What the task requires:
Swap "blue line on track" for "yellow line on track" wherever it occurs in the lines below, and give the lines back otherwise unchanged. Leave the pictures out.

Available data:
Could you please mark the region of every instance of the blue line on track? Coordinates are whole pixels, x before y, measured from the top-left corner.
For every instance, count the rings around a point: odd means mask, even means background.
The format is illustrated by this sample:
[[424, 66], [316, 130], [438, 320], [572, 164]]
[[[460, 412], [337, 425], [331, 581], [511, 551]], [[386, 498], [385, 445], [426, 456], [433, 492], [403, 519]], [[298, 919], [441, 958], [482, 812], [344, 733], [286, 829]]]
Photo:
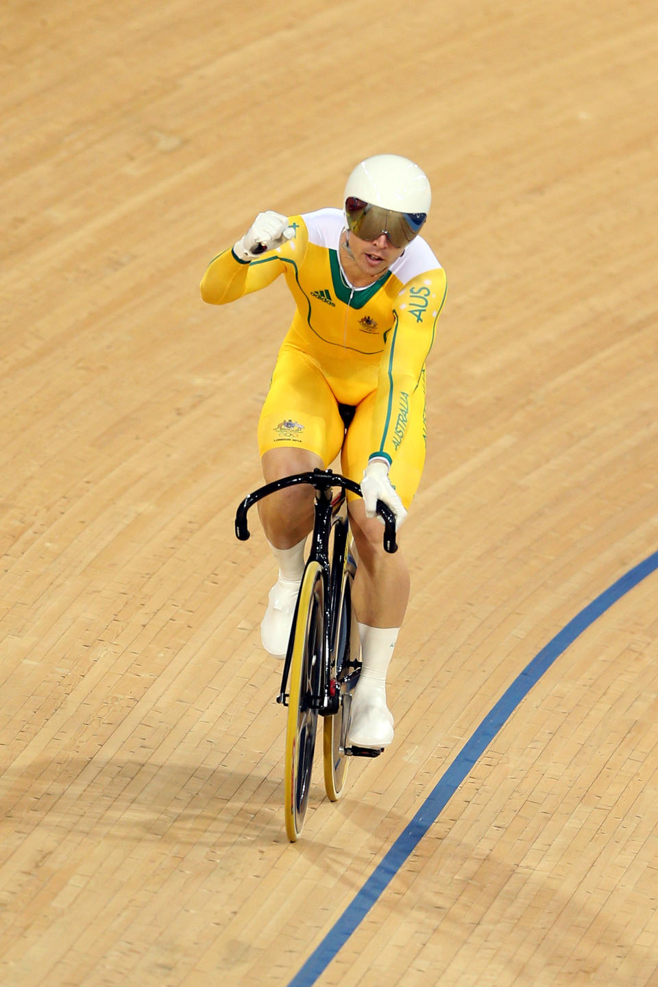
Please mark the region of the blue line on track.
[[539, 682], [553, 661], [563, 654], [569, 645], [583, 631], [636, 586], [642, 579], [658, 569], [658, 552], [629, 569], [609, 589], [597, 596], [577, 614], [573, 620], [556, 634], [552, 641], [542, 648], [512, 682], [496, 705], [486, 715], [473, 736], [466, 742], [460, 753], [422, 803], [406, 828], [377, 866], [360, 891], [347, 905], [344, 912], [329, 930], [320, 946], [311, 953], [288, 987], [312, 987], [327, 969], [338, 950], [358, 928], [375, 902], [381, 897], [395, 875], [411, 856], [430, 826], [436, 822], [439, 813], [466, 779], [472, 767], [486, 750], [496, 733], [526, 698], [532, 687]]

Solution for this exercise:
Could you please mark the region of every instance of the yellow line on track? Coordinates are whole pixels, x before y, measured from the top-left corner.
For every instance, count the rings around a point: odd means mask, even means background.
The format is illustrated by this sample:
[[424, 66], [316, 130], [438, 320], [572, 164]]
[[[460, 412], [337, 425], [331, 581], [511, 551]], [[386, 498], [385, 445], [426, 456], [433, 492], [403, 519]], [[298, 919], [441, 958], [482, 812], [344, 733], [286, 829]]]
Photo:
Please mark the region of the yellow line on track.
[[539, 682], [553, 661], [563, 654], [569, 645], [583, 631], [636, 586], [642, 579], [658, 569], [658, 552], [629, 569], [609, 589], [597, 596], [577, 614], [573, 620], [556, 634], [552, 641], [542, 648], [512, 682], [496, 705], [486, 715], [473, 736], [466, 742], [460, 753], [422, 803], [406, 828], [377, 866], [360, 891], [347, 905], [344, 912], [329, 930], [320, 946], [311, 953], [288, 987], [312, 987], [327, 969], [338, 950], [358, 928], [375, 902], [381, 897], [395, 875], [411, 856], [430, 826], [436, 822], [439, 813], [466, 779], [472, 767], [486, 750], [496, 733], [526, 698], [532, 687]]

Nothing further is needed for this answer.